**WHAT TO WORK ON:**
Start at the line containing "single nut in this photo, one per instance." and transcribe every line exactly through the end of the records below, and only those lines.

·····

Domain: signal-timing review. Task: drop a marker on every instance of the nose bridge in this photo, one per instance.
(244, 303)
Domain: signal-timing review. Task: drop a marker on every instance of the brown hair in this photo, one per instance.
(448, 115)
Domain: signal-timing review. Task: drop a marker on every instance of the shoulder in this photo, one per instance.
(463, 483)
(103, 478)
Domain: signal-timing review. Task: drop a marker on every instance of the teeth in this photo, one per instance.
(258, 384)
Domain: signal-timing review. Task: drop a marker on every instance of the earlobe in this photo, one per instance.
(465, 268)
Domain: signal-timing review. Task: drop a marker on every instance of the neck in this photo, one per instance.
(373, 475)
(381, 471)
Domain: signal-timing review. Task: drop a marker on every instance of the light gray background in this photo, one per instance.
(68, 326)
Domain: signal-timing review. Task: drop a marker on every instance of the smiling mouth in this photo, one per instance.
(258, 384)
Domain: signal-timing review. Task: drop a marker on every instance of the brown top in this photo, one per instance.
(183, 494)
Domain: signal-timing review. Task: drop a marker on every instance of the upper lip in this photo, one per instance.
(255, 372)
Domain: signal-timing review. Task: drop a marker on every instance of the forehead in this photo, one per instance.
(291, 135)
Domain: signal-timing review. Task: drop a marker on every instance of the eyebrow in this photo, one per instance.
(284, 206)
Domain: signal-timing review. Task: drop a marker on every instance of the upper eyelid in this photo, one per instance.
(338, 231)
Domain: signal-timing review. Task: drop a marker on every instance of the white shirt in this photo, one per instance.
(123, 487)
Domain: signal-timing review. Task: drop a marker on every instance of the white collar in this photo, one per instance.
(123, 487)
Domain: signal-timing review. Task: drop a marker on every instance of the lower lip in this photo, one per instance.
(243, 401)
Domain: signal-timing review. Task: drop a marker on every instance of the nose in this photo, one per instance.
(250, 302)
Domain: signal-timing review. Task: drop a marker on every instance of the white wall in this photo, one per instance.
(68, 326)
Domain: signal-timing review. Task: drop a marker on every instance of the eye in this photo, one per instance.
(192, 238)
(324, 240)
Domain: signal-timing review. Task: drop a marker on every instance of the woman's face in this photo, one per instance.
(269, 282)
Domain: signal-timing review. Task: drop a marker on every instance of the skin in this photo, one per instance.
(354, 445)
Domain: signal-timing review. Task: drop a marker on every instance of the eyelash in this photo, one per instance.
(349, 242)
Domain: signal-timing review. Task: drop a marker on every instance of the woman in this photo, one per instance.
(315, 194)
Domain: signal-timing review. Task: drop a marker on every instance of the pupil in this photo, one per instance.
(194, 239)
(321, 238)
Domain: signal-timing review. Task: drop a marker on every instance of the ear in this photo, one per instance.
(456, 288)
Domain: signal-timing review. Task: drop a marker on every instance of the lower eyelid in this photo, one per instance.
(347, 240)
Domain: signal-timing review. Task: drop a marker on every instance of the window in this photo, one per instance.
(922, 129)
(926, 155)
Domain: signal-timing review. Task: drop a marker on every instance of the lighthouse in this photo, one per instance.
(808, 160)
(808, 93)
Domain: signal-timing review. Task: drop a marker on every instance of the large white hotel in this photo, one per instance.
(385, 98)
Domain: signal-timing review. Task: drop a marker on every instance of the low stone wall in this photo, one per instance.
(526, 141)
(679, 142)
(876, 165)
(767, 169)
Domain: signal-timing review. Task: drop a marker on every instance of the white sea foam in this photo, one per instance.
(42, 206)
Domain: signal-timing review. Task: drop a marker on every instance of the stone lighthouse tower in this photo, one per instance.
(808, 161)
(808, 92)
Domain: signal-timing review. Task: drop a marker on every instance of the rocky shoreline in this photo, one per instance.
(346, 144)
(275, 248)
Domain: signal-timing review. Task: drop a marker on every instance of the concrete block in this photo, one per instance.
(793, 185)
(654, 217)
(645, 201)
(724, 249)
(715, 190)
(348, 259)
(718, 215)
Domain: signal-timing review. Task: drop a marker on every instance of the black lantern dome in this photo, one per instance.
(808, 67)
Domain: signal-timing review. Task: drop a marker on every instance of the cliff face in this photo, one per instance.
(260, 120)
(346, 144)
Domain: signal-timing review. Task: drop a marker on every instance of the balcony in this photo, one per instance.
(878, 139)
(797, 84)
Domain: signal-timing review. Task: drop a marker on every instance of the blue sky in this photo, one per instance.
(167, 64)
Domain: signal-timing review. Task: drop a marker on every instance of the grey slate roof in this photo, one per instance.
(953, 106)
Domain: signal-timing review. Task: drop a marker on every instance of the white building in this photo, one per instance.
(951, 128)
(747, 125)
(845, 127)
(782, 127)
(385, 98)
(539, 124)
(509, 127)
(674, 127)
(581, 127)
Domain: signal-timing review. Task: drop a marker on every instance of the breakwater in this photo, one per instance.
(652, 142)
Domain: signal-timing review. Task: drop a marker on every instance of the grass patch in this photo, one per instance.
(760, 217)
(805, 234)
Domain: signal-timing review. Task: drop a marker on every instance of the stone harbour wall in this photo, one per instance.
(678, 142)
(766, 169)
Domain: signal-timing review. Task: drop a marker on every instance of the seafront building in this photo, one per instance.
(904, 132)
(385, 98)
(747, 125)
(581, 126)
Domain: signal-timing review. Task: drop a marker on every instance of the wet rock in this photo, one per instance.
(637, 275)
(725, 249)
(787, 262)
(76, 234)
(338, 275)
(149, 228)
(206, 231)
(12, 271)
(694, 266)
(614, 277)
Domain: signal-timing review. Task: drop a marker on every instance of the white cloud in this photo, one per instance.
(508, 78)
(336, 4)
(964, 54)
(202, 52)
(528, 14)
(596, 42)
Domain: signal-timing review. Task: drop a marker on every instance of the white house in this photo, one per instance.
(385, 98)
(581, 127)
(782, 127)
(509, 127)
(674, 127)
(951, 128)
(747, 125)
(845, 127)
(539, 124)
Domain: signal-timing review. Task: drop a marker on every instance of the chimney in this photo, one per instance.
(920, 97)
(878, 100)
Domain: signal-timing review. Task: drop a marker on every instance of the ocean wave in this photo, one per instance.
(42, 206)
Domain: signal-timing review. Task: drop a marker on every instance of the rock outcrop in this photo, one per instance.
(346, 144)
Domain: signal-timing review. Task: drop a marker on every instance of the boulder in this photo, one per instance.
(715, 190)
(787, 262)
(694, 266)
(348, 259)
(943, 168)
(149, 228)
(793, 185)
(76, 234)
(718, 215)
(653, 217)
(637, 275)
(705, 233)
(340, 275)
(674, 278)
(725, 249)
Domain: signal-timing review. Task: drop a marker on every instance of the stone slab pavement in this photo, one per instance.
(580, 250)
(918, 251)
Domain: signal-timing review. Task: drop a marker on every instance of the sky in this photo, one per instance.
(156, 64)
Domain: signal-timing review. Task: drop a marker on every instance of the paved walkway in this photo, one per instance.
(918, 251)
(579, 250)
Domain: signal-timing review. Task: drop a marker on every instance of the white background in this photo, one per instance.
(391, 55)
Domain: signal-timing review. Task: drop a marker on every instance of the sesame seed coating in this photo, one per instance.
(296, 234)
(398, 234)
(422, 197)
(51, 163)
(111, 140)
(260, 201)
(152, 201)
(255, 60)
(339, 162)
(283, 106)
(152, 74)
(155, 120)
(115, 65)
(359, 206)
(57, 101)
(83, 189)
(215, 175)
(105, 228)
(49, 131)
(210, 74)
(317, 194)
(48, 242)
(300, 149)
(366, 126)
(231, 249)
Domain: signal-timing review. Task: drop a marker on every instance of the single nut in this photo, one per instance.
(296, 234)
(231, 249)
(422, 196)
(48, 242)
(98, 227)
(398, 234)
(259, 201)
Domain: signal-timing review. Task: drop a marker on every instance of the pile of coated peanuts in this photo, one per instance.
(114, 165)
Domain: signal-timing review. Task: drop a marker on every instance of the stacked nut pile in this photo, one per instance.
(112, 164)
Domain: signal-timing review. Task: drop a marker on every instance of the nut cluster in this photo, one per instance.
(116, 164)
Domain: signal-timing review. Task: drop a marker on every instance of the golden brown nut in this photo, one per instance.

·····

**TASK RESULT:**
Domain: signal-timing review. Task: drop a marker on every instance of the single nut in this photo, one per instance.
(296, 234)
(231, 249)
(422, 196)
(48, 242)
(98, 227)
(398, 234)
(259, 201)
Domain: signal-timing review. Task: drop a marker on every instance of the pile of coated peanuts in this photo, one per instance.
(114, 165)
Domain: signal-timing review. Task: drop a marker on every instance of the stacked nut pile in this photo, one per instance.
(112, 164)
Domain: signal-timing review. Task: drop a marker on every instance of the nut cluster in this photo, one per instance.
(116, 164)
Domain: signal-timing review. Task: drop a marker on every instance of the golden brown nut in this photo, one per instance.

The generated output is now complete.